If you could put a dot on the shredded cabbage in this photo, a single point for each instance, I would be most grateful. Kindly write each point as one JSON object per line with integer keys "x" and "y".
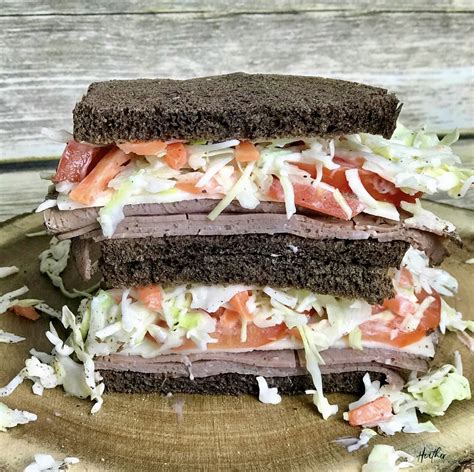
{"x": 8, "y": 300}
{"x": 386, "y": 458}
{"x": 412, "y": 161}
{"x": 373, "y": 207}
{"x": 265, "y": 394}
{"x": 47, "y": 463}
{"x": 10, "y": 418}
{"x": 9, "y": 338}
{"x": 439, "y": 388}
{"x": 6, "y": 271}
{"x": 53, "y": 261}
{"x": 428, "y": 278}
{"x": 226, "y": 201}
{"x": 425, "y": 220}
{"x": 313, "y": 358}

> [EXERCISE BRIEF] Would you please transcribe the listing in full, exactly, while omitting the images?

> [WORKED SOLUTION]
If you could put a dot on the shredded cabbage in this photo, a single point for each instance, I would be most grateful. Kindly write each point as one JSON object per line with integer keys "x" and "y".
{"x": 8, "y": 300}
{"x": 386, "y": 458}
{"x": 412, "y": 161}
{"x": 373, "y": 207}
{"x": 265, "y": 394}
{"x": 47, "y": 463}
{"x": 10, "y": 418}
{"x": 9, "y": 338}
{"x": 439, "y": 388}
{"x": 6, "y": 271}
{"x": 53, "y": 261}
{"x": 428, "y": 278}
{"x": 226, "y": 201}
{"x": 425, "y": 220}
{"x": 313, "y": 358}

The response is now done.